Task requirements:
Rewrite every one of the entries below, changing "formatted sample" to "sample layout" and keeping everything else the same. Omit the pictures from your version.

Supplied material:
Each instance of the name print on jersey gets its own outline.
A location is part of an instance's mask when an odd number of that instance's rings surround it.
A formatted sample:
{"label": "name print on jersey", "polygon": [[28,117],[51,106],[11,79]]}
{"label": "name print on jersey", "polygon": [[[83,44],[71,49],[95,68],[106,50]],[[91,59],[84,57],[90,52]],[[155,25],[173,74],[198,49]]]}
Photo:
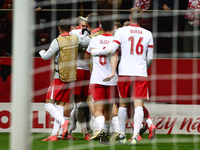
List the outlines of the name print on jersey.
{"label": "name print on jersey", "polygon": [[142,34],[141,30],[130,30],[130,33]]}
{"label": "name print on jersey", "polygon": [[109,40],[100,40],[99,43],[100,44],[109,44]]}

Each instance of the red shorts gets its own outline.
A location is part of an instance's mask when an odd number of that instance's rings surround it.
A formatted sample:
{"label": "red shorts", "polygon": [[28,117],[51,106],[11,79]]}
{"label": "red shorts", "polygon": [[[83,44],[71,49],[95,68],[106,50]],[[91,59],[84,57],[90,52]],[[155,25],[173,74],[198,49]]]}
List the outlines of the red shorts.
{"label": "red shorts", "polygon": [[47,91],[46,99],[52,99],[61,102],[70,102],[70,97],[73,94],[73,82],[62,82],[60,79],[53,79]]}
{"label": "red shorts", "polygon": [[77,69],[74,94],[87,97],[90,83],[90,70]]}
{"label": "red shorts", "polygon": [[149,99],[146,77],[118,76],[121,98]]}
{"label": "red shorts", "polygon": [[91,84],[90,92],[94,102],[107,100],[109,103],[114,103],[115,98],[119,97],[117,86]]}

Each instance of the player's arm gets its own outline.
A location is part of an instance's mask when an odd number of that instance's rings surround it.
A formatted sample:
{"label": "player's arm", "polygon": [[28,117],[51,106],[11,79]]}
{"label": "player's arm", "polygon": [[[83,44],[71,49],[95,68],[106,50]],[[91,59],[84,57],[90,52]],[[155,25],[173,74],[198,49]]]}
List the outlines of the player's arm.
{"label": "player's arm", "polygon": [[[75,32],[71,32],[70,35],[75,35],[78,38],[79,46],[83,47],[86,45],[85,47],[87,47],[90,42],[90,39],[89,39],[89,42],[88,42],[88,39],[84,40],[87,37],[87,35],[89,35],[89,33],[86,31],[84,32],[83,35],[77,35]],[[85,42],[85,41],[87,41],[87,42]]]}
{"label": "player's arm", "polygon": [[50,47],[47,51],[41,50],[39,52],[40,56],[44,60],[48,60],[53,57],[53,55],[59,50],[58,41],[54,39],[50,44]]}
{"label": "player's arm", "polygon": [[95,43],[94,40],[91,40],[89,46],[87,47],[87,49],[85,51],[85,55],[84,55],[84,61],[86,61],[88,63],[90,72],[92,72],[92,69],[93,69],[93,63],[92,63],[92,58],[91,58],[91,46],[93,43]]}
{"label": "player's arm", "polygon": [[91,49],[91,55],[99,56],[99,55],[109,55],[114,54],[116,50],[119,48],[120,42],[117,40],[113,40],[111,44],[109,44],[105,49]]}
{"label": "player's arm", "polygon": [[110,81],[116,73],[116,69],[117,69],[117,64],[118,64],[118,56],[119,56],[119,51],[117,50],[114,55],[111,57],[111,70],[112,70],[112,74],[107,76],[105,79],[103,79],[103,81]]}

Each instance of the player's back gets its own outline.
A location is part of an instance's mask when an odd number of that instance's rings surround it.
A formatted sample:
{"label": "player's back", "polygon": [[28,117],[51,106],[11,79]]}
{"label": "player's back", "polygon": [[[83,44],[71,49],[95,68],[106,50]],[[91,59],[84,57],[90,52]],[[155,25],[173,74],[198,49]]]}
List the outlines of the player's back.
{"label": "player's back", "polygon": [[[91,48],[96,47],[97,49],[103,49],[114,40],[114,37],[110,34],[102,34],[93,37],[90,41],[87,51],[90,53]],[[91,84],[102,84],[102,85],[116,85],[117,75],[110,82],[104,82],[103,79],[111,74],[111,56],[100,55],[93,57],[93,70],[91,76]]]}
{"label": "player's back", "polygon": [[138,25],[130,25],[118,29],[115,38],[121,46],[119,75],[147,77],[146,54],[148,47],[153,46],[151,32]]}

The solution:
Each instance of the name print on jersey gets its own outline.
A location is part of an instance's mask when an odd number of that instance's rings surround it.
A sample layout:
{"label": "name print on jersey", "polygon": [[28,117],[51,106],[11,79]]}
{"label": "name print on jersey", "polygon": [[[83,44],[71,49],[95,68],[106,50]],[[91,59],[84,57],[90,52]],[[155,25],[173,74],[198,49]]]}
Photo:
List the outlines of the name print on jersey.
{"label": "name print on jersey", "polygon": [[142,34],[141,30],[130,30],[130,33]]}
{"label": "name print on jersey", "polygon": [[109,40],[100,40],[99,43],[100,44],[109,44]]}

Each instance of the red shorts gets its own outline.
A location is part of an instance's mask when an odd number of that instance's rings surround it.
A sample layout:
{"label": "red shorts", "polygon": [[28,117],[51,106],[11,79]]}
{"label": "red shorts", "polygon": [[[83,44],[71,49],[95,68],[106,50]],[[91,59],[84,57],[90,52]],[[155,25],[173,74],[198,49]]]}
List the outlines of the red shorts.
{"label": "red shorts", "polygon": [[47,91],[46,99],[52,99],[61,102],[70,102],[70,97],[73,94],[73,82],[62,82],[60,79],[53,79]]}
{"label": "red shorts", "polygon": [[77,69],[74,94],[87,97],[90,83],[90,70]]}
{"label": "red shorts", "polygon": [[149,99],[146,77],[118,76],[121,98]]}
{"label": "red shorts", "polygon": [[91,84],[90,92],[94,102],[107,100],[109,103],[114,103],[115,98],[119,97],[117,86]]}

Each instance of the player's arm gets its own outline.
A location is part of an instance's mask when an odd number of that instance's rings surround it.
A sample layout:
{"label": "player's arm", "polygon": [[28,117],[51,106],[11,79]]}
{"label": "player's arm", "polygon": [[[83,44],[71,49],[95,68],[106,50]],[[91,59],[84,57],[90,52]],[[155,25],[173,74],[198,49]]]}
List the outlines of the player's arm.
{"label": "player's arm", "polygon": [[[75,32],[71,32],[70,35],[75,35],[78,38],[79,46],[83,47],[86,45],[85,47],[87,47],[90,42],[90,39],[89,39],[89,42],[88,42],[88,39],[84,40],[87,37],[87,35],[89,35],[89,33],[86,31],[84,32],[83,35],[77,35]],[[85,42],[85,41],[87,41],[87,42]]]}
{"label": "player's arm", "polygon": [[50,47],[47,51],[41,50],[39,52],[40,56],[44,60],[48,60],[53,57],[53,55],[59,50],[58,41],[54,39],[50,44]]}
{"label": "player's arm", "polygon": [[95,43],[94,40],[91,40],[89,46],[87,47],[87,49],[85,51],[85,55],[84,55],[84,61],[86,61],[88,63],[90,72],[92,72],[92,69],[93,69],[93,63],[92,63],[92,58],[91,58],[91,46],[93,43]]}
{"label": "player's arm", "polygon": [[91,49],[91,55],[99,56],[99,55],[109,55],[114,54],[116,50],[119,48],[120,42],[117,40],[113,40],[111,44],[109,44],[105,49]]}
{"label": "player's arm", "polygon": [[110,81],[116,73],[116,69],[117,69],[117,64],[118,64],[118,56],[119,56],[119,51],[117,50],[114,55],[111,57],[111,70],[112,70],[112,74],[107,76],[105,79],[103,79],[103,81]]}

Each instance of the player's back gets its own outline.
A location is part of an instance's mask when an odd number of that instance's rings surround it.
A sample layout:
{"label": "player's back", "polygon": [[28,117],[51,106],[11,79]]}
{"label": "player's back", "polygon": [[[83,44],[71,49],[95,68],[106,50]],[[91,59],[84,57],[90,52]],[[155,25],[173,74],[198,49]]]}
List the outlines of the player's back.
{"label": "player's back", "polygon": [[[91,48],[96,47],[97,49],[103,49],[114,40],[114,37],[110,34],[102,34],[93,37],[90,41],[87,51],[90,53]],[[91,84],[102,84],[102,85],[116,85],[117,75],[110,82],[104,82],[103,79],[111,74],[111,56],[100,55],[93,57],[93,70],[91,76]]]}
{"label": "player's back", "polygon": [[138,25],[130,25],[118,29],[115,38],[121,46],[119,75],[147,77],[146,54],[148,47],[153,46],[151,32]]}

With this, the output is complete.